Source text:

★ ★ ★

# Streamlight HID*Now outdoor pics*



## Team Member (Nov 21, 2008)

Some of you may remember when I visited the local fire station and light it up :naughty: with my PH50..

Well, now they have called and asked if I could help them to choose some lights for their work.
I called one of my flashlight supplier and he promised to send me some lights..

It ended up to be Streamlights of different sizes in that box...







And the only real experience that I have of Streamlight is of their weaponslights, the TLR-1 and 2.

But the one light that really caught my attention was the HID Litebox, the big one on the left..


35W bulb according to manufacturer and there is no text on the ballast since that sticker has been removed by someone...
Driven by a 12V 7Ah SLA. Runtime approx 1h 45min(??)... I will have to test..







The head is connected to the battery housing with some "swivel neck" design but looks and feels a bit plastic to. I wonder how long that hold up before it breaks..

Anyway, with this swivel neck you can turn it around in almost any direction as you want to.














And there is also a beam diffuser that can be mounted quite easily..





The black ring around the lens is made up by some heavy rubber. As you can see in the pic I can easily move it with my thumb.

I have just tried it inside and not tested it outside yet but the first thing I noticed was that it does not produce a beam like the rest of my HIDs. The beamsahpe makes me think that the bulb is a bit off-center in the reflector. Not as smooth as my N30 or the PH50.

But it is most likely so that this light is intended for serious use and not beamshots...

But I thought that Streamlights products should feel a bit more "quality" than it does.. Or is it just me....:candle:

I will try to add beam pics later on tonight if the weather allows it..

And the weather wasn´t too good tonight but I manage to take a few shoots in the backyard..


First Surefire M6 WA1185 on 3*17650. Distance to trees is 76 meters.





And then the M6 using a beamdiffuser..






Litebox HID without beamdiffuser..






Litebox with diffuser..






PH50 without diffuser..






PH50 with diffuser..


----------



## kaimaikid (Nov 21, 2008)

★ ★ ★

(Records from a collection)
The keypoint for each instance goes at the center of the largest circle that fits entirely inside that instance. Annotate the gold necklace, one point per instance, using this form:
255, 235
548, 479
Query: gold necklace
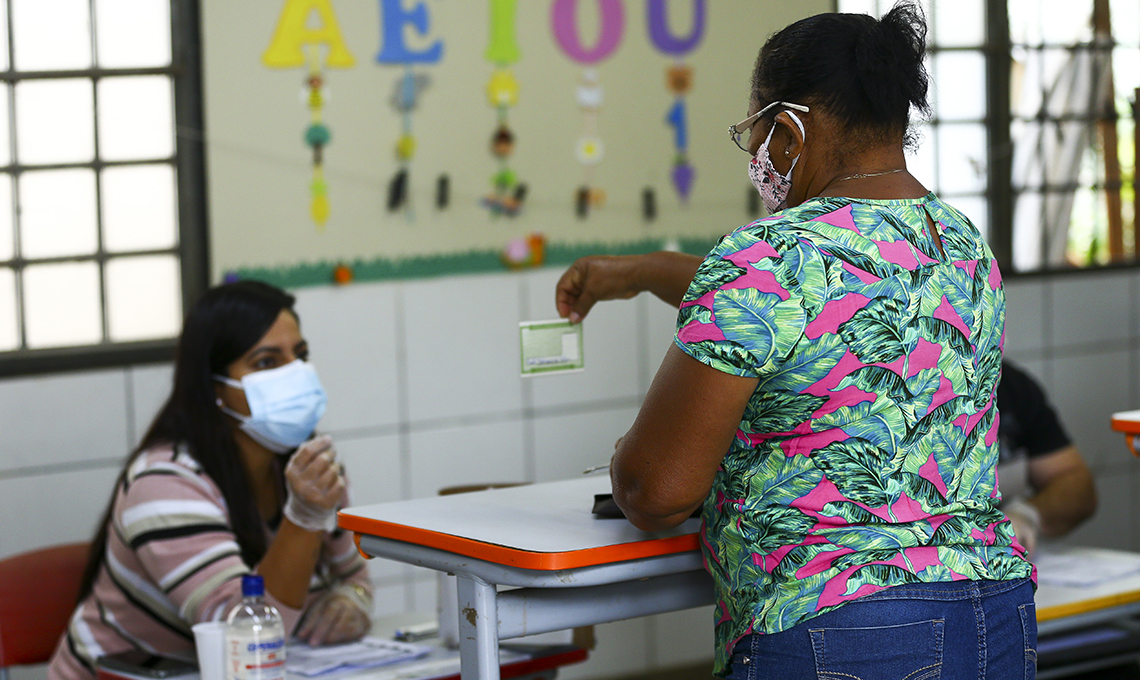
864, 175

★ ★ ★

Task instructions:
1. Answer these questions about the forum thread on the Streamlight HID Litebox:
(a) What battery drives the HID Litebox?
(b) How far away were the trees in the backyard shots?
(c) What is the black ring around the lens made of?
2. Recast each line of the rows from the collection as a JSON list of strings, with one string per line. Skip blank lines and leave the pictures out.
These rows are unrelated to the forum thread.

Solutions to each task:
1.
(a) A 12V 7Ah SLA.
(b) 76 meters.
(c) Heavy rubber.

2.
[
  "The keypoint for each instance goes at the center of the largest circle that fits entirely inside that instance. Annotate the gold necklace, one point per instance, using this form:",
  "255, 235",
  "548, 479",
  "Query: gold necklace",
  "864, 175"
]